> [Exercise aim] The exercise calls for a faithful copy of all the data.
[Data shown — start]
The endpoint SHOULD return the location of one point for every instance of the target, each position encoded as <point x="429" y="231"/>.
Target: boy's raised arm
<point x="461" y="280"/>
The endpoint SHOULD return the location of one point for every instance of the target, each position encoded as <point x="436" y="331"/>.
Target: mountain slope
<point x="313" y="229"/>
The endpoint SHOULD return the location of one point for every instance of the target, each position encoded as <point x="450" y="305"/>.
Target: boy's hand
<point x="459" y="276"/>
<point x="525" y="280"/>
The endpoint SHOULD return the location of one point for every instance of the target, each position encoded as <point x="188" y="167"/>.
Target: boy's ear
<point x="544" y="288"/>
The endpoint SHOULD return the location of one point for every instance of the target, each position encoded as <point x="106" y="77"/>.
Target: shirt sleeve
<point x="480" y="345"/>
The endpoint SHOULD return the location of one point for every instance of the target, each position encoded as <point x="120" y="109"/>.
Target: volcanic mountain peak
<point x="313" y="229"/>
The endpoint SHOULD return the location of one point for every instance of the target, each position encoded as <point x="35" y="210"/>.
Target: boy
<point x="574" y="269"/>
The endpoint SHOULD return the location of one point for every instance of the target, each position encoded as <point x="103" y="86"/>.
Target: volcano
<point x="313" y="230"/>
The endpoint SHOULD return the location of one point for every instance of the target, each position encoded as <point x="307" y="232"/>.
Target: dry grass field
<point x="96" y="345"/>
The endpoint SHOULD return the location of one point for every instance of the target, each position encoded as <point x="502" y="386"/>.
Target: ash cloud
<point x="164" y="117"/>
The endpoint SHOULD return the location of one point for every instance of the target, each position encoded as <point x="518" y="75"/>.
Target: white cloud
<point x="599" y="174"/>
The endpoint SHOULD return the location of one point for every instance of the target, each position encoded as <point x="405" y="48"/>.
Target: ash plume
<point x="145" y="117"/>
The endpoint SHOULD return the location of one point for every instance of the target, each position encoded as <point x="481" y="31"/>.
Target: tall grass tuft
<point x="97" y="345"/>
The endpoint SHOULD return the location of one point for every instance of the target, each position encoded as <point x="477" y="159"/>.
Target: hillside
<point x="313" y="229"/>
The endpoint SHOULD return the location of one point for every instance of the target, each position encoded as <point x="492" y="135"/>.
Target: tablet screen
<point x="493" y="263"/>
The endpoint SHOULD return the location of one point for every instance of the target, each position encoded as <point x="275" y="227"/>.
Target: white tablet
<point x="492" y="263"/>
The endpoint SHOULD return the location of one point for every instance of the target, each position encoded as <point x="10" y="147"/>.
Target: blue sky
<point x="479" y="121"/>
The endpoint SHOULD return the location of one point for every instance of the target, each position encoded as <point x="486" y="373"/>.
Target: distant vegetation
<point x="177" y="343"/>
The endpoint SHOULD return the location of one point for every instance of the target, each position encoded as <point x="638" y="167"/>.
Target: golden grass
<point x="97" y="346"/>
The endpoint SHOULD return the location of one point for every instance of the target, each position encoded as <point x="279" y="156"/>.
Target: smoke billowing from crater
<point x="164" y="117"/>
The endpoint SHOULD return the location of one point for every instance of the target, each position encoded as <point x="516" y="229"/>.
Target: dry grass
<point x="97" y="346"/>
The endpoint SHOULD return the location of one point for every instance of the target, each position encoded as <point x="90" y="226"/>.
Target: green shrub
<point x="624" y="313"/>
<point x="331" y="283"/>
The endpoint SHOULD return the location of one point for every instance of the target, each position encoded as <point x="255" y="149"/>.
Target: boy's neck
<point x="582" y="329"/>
[Data shown — finish]
> [Task answer]
The endpoint SHOULD return the location of one point for every instance of the target, each position encoded as <point x="429" y="231"/>.
Target: boy's raised arm
<point x="461" y="280"/>
The endpoint SHOULD return the location of one point for every instance of the target, each position encoded as <point x="436" y="331"/>.
Target: mountain slope
<point x="313" y="229"/>
The endpoint SHOULD return the location of one point for every instance of the target, each position encoded as <point x="450" y="305"/>.
Target: boy's hand
<point x="459" y="276"/>
<point x="525" y="280"/>
The endpoint SHOULD return the location of one point for every instance of the target, each position encoded as <point x="188" y="167"/>.
Target: boy's ear
<point x="544" y="288"/>
The endpoint SHOULD return the location of one point for every instance of the target, each position encoded as <point x="106" y="77"/>.
Target: shirt sleeve
<point x="480" y="345"/>
The endpoint SHOULD return the location of one point for every instance of the target, each position encoded as <point x="120" y="109"/>.
Target: volcanic mountain peak
<point x="313" y="229"/>
The endpoint SHOULD return the location of one point for every instance of the target, each position encoded as <point x="35" y="210"/>.
Target: boy
<point x="574" y="269"/>
The endpoint SHOULD return the location of one point for every instance of the target, each position encoded as <point x="103" y="86"/>.
Target: volcano
<point x="313" y="230"/>
The endpoint SHOULD return the location of one point for every instance of the target, each position encoded as <point x="307" y="232"/>.
Target: dry grass field
<point x="96" y="345"/>
The endpoint SHOULD return the location of one point for every instance of the target, each position encoded as <point x="502" y="386"/>.
Target: ash cloud
<point x="164" y="117"/>
The endpoint SHOULD return the location of one point for every instance of the target, each position encoded as <point x="518" y="75"/>.
Target: white cloud
<point x="599" y="174"/>
The endpoint SHOULD return the location of one point for every instance of the target, each position encoded as <point x="405" y="48"/>.
Target: ash plume
<point x="145" y="117"/>
The endpoint SHOULD return the location of one point for every instance of the target, each position encoded as <point x="481" y="31"/>.
Target: tall grass tuft
<point x="97" y="345"/>
The endpoint SHOULD return the location of one point for every instance of the target, each position encoded as <point x="477" y="159"/>.
Target: hillside
<point x="313" y="229"/>
The endpoint SHOULD return the location of one point for every instance of the target, each position encoded as <point x="492" y="135"/>.
Target: tablet screen
<point x="493" y="263"/>
The endpoint SHOULD return the location of one point for every instance of the target, each position encoded as <point x="275" y="227"/>.
Target: white tablet
<point x="492" y="263"/>
The endpoint SHOULD return the location of one point for every instance of the target, each position encoded as <point x="10" y="147"/>.
Target: blue sky
<point x="479" y="121"/>
The endpoint SHOULD return the location of one point for every instance of the target, each position encoded as <point x="486" y="373"/>.
Target: distant vegetation
<point x="177" y="343"/>
The endpoint SHOULD return the location of one point for every instance of the target, each position encoded as <point x="638" y="167"/>.
Target: golden grass
<point x="97" y="346"/>
The endpoint SHOULD return the location of one point for every instance of the target, each position encoded as <point x="279" y="156"/>.
Target: smoke billowing from crater
<point x="164" y="117"/>
The endpoint SHOULD return the location of one point for every instance of the target, each position encoded as <point x="516" y="229"/>.
Target: dry grass
<point x="97" y="346"/>
The endpoint SHOULD return the location of one point for every instance of the target, each position encoded as <point x="90" y="226"/>.
Target: green shrub
<point x="624" y="313"/>
<point x="331" y="283"/>
The endpoint SHOULD return the location of one point for every instance of the target, each position encoded as <point x="255" y="149"/>.
Target: boy's neck
<point x="582" y="329"/>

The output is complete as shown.